GIVEN REQUEST 1:
Can you present everything in the listing from its start down to the line containing "150,190,165,203" as a Markdown table with the columns Row and Line, leaving out any blank lines?
-------- TEXT EXCERPT --------
Anyone who says "If you're not paying for the product, you're the product" has been suckered in by Big Tech, whose cargo-cult version of markets and the discipline they impose on companies.
Here's the way that story goes: companies that fear losing your business will treat you better, because treating you worse will cost them money. Since ad-supported media gets paid by advertisers, they are fine with abusing you to make advertisers happy, because the advertiser is the customer, and you are the product.
This represents a profound misunderstanding of how even capitalism's champions describe its workings. The purported virtue of capitalism is that it transforms the capitalist's greed into something of broad public value, by appealing to the capitalist's fear. A successful capitalist isn't merely someone figures out how to please their customers – they're also someone who figures out how to please their suppliers.
That's why tech platforms were – until recently – very good to (some of) their workforce. Technical labor was scarce and so platforms built whimsical "campuses" for tech workers, with amenities ranging from stock options to gourmet cafeterias to egg-freezing services for those workers planning to stay at their desks through their fertile years. Those workers weren't the "customer" – but they were treated better than any advertiser or user.
But when it came to easily replaced labor – testers, cleaning crew, the staff in those fancy cafeterias – the situation was much worse. Those workers were hired through cut-out shell companies, denied benefits, even made to enter via separate entrances on shifts that were scheduled to minimize the chance that they would ever interact with one of the highly paid tech workers at the firm.
--------
GIVEN REQUEST 2:
Would you retype the Big Tech passage word for word, from "Anyone who says" down to "are the product."?
-------- EXERCISE INPUTS --------
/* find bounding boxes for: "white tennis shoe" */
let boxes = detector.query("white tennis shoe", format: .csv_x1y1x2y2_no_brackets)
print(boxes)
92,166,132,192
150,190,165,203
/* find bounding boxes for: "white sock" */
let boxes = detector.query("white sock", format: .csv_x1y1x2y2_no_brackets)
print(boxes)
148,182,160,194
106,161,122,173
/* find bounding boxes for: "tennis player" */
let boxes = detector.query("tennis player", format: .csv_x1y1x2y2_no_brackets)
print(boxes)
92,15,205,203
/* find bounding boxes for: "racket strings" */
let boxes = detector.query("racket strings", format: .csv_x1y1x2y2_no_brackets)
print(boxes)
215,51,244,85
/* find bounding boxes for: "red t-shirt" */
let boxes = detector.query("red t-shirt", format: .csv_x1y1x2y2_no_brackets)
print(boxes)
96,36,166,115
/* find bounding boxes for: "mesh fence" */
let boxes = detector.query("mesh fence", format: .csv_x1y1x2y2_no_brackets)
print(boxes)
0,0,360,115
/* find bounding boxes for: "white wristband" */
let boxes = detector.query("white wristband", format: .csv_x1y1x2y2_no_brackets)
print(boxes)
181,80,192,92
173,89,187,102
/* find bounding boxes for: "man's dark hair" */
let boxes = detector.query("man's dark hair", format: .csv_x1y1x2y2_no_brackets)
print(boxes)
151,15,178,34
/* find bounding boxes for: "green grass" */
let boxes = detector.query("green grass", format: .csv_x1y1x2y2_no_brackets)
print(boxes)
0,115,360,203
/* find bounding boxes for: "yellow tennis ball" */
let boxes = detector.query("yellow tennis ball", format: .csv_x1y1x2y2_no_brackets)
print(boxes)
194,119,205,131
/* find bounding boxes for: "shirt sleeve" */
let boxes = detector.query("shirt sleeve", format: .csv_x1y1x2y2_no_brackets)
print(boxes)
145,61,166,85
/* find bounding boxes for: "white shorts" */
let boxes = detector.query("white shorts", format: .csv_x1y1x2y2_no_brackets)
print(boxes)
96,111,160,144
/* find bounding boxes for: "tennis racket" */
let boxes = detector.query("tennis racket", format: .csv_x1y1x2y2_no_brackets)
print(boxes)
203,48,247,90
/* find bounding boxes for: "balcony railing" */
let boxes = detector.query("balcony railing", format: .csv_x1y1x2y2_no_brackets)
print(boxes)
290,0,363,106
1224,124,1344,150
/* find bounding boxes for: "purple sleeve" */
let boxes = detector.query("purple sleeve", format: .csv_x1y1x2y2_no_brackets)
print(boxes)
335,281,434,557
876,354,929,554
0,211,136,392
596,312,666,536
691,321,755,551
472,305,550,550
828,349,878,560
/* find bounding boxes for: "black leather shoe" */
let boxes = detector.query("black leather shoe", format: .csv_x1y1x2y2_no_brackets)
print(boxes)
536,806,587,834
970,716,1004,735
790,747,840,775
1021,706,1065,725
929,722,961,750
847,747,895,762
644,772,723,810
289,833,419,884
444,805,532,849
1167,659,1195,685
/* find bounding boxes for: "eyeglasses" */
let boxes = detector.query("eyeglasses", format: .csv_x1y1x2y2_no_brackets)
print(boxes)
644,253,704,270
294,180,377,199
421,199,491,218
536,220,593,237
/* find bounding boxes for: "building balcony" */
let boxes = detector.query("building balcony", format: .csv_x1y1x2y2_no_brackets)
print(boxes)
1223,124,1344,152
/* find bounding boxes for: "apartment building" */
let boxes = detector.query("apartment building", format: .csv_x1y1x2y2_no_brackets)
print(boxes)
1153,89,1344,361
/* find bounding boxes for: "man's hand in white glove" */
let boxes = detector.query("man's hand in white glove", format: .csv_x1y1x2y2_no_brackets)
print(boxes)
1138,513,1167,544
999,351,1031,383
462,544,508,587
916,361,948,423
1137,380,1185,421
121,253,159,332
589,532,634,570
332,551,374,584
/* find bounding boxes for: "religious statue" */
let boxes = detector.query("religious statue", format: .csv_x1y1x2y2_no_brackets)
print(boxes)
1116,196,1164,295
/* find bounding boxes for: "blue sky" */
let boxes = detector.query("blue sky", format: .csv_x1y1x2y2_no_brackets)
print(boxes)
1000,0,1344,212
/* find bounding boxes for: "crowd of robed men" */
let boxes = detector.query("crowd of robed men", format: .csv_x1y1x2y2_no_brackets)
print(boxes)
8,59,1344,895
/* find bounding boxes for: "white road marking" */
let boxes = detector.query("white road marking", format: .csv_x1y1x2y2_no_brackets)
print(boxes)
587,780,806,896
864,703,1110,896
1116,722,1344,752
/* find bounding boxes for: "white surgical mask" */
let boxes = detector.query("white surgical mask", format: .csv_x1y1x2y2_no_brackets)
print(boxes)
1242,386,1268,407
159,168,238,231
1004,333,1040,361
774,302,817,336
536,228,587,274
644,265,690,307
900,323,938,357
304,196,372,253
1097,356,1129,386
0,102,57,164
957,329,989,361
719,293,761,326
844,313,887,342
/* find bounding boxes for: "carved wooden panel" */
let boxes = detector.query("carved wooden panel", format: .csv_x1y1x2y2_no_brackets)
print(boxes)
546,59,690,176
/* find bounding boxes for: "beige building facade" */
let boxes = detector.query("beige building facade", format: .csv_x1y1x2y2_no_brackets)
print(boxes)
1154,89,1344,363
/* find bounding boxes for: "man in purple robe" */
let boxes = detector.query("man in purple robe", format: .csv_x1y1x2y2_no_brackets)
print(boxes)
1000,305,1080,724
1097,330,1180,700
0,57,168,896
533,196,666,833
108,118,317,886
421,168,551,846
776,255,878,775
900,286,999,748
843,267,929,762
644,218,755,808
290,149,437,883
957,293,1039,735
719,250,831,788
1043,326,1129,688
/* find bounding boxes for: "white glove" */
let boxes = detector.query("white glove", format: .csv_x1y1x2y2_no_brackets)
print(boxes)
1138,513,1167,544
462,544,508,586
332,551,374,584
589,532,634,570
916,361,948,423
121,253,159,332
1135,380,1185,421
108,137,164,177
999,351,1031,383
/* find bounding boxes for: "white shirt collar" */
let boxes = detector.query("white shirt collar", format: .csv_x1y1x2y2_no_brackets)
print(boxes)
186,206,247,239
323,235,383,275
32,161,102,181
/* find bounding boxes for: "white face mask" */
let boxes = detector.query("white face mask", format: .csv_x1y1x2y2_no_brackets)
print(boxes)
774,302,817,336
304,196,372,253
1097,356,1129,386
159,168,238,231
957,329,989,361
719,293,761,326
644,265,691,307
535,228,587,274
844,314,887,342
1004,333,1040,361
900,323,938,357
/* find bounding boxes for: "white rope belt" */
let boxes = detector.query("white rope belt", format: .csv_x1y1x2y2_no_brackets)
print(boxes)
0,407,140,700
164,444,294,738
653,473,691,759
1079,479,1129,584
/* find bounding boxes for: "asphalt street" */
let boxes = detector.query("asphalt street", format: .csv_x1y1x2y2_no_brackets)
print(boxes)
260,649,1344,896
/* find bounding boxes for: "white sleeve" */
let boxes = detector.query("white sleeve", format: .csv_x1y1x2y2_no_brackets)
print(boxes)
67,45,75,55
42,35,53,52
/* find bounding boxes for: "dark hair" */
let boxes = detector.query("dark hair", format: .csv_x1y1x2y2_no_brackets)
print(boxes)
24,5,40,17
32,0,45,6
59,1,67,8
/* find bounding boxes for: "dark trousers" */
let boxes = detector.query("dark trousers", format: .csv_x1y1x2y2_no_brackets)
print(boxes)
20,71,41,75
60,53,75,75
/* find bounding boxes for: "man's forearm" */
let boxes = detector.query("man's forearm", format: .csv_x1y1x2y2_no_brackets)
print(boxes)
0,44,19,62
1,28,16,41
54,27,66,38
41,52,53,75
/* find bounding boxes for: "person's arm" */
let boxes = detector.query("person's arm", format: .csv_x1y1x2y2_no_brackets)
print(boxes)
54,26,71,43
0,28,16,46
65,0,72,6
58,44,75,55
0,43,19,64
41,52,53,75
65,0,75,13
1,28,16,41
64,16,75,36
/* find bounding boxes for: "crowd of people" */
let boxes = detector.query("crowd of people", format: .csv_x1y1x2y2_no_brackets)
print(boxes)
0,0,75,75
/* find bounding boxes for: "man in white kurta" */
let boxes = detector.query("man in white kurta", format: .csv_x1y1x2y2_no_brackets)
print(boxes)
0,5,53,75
--------
ANSWER 1:
| Row | Line |
|---|---|
| 1 | /* find bounding boxes for: "white tennis shoe" */ |
| 2 | let boxes = detector.query("white tennis shoe", format: .csv_x1y1x2y2_no_brackets) |
| 3 | print(boxes) |
| 4 | 92,166,132,192 |
| 5 | 150,190,165,203 |

ANSWER 2:
Anyone who says "If you're not paying for the product, you're the product" has been suckered in by Big Tech, whose cargo-cult version of markets and the discipline they impose on companies.
Here's the way that story goes: companies that fear losing your business will treat you better, because treating you worse will cost them money. Since ad-supported media gets paid by advertisers, they are fine with abusing you to make advertisers happy, because the advertiser is the customer, and you are the product.